La nuit tombant, je me dirigeai à pas lents vers l’église. J’avais un peu d’avance. Je décidai de humer l’air un bref instant, le bon air humide et frais d'un jeudi de septembre. Dans cette rue déserte, je me trouvai bientôt nez à nez avec une vieille connaissance avec laquelle je militais dans une association naguère, pour la sauvegarde du patrimoine ouvrier de cette ville. Nous en vînmes assez vite à nous entretenir de nos cheminements respectifs depuis cette époque, et lui, qui avant de rejoindre le parti communiste servit la messe au cardinal Gerlier en tant qu’enfant de chœur, évoqua je ne sais pourquoi cette parabole des ouvriers de la dernière heure, chez Matthieu. En tant que syndicaliste, il trouvait ce propos incompréhensible,  puisqu’il conseillait assez injustement d’attribuer le même salaire à des gens qui auraient produit un travail d’inégale durée. L’Église l’interprète en rappelant que Dieu offrira le même salaire à ceux qui sont venus à Lui, qu’ils soient Juifs des tous premiers temps, ou bien Gentils de la dernière heure. Nous nous quittâmes, tandis que les branches des arbres au-dessus de nous continuaient de céder au vent pourtant léger des feuilles mi sèches et depuis longtemps par lui malmenées, qui filaient ensuite par grappes le long des caniveaux. Je poussai la porte entrebâillée, et traversai la nef obscure jusqu’à la chapelle de la Vierge où se tenait l’adoration.

## Détails du problème
Rédigez la suite du récit de la visite à l’église, en commençant juste après la phrase qui se termine par « où se tenait l’adoration ».

## Lignes de données
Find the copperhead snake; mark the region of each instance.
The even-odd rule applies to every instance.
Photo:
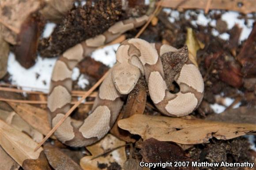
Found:
[[[70,107],[73,68],[83,57],[98,47],[115,39],[124,32],[143,25],[144,15],[119,22],[103,34],[87,39],[68,49],[59,58],[53,72],[47,106],[53,126]],[[103,137],[115,122],[124,102],[120,97],[128,94],[141,76],[145,76],[150,96],[157,108],[171,116],[192,112],[202,100],[204,84],[200,72],[188,59],[174,80],[180,86],[176,94],[170,93],[165,81],[159,56],[177,49],[171,46],[150,44],[138,38],[123,42],[117,52],[117,63],[99,87],[92,111],[83,121],[70,117],[55,133],[65,144],[73,147],[91,144]]]

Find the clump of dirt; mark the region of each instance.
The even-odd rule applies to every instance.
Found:
[[[89,0],[83,7],[74,7],[51,37],[40,42],[39,53],[45,57],[58,56],[76,44],[103,33],[125,17],[124,14],[120,0],[99,0],[94,3]]]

## Réponse attendue
Le pays a beau semblé partir à la vau-l’eau entre les mains de ceux qui le gouvernent, le doux Christ y loge encore, silencieux, dans tous les tabernacles de ses églises. La densité du silence du Christ m’impressionne de plus en plus, tant depuis deux mille ans qu’Il est ressuscité, il se maintient ainsi présent au cœur du monde et en retrait de lui, en cette hostie distribuée incessamment depuis à des milliards de Fidèles, morts et vivants. La clé de son action demeure ainsi autant opérante qu’invisible, au risque peut-être de l’oubli d’un peuple négligent ou endoctriné ailleurs. Léon Bloy remarqua quelque part dans son Journal qu’on ne peut continuer à se plaindre du déclin de l’Occident et se refuser au geste fondateur de la Chrétienté, qui est précisément celui de l’Eucharistie, dont écrivit pour sa part Jean Paul II «les générations chrétiennes ont vécu au long des siècles. » (1)  Et c’est bien vrai que cet Occident qui s’effrite sous nos yeux est celui de l’apostasie de nombreux baptisés inconscients des enjeux religieux qui se trament, et que si ses habitants avaient été plus fidèles à la communion, la décomposition atroce qui le guette et que semblent appeler de leurs vœux nos infâmes dirigeants n’aurait pu advenir.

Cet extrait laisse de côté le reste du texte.